Extracted information |

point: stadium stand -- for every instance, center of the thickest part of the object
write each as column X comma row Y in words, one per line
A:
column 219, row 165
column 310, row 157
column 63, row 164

Direction | Print the listing above verbatim, line for line, with no alterations.

Response to the exercise |
point: stadium stand -- for every instance, center of the thickest part of the object
write each as column X comma row Y in words, one per line
A:
column 219, row 165
column 310, row 157
column 63, row 164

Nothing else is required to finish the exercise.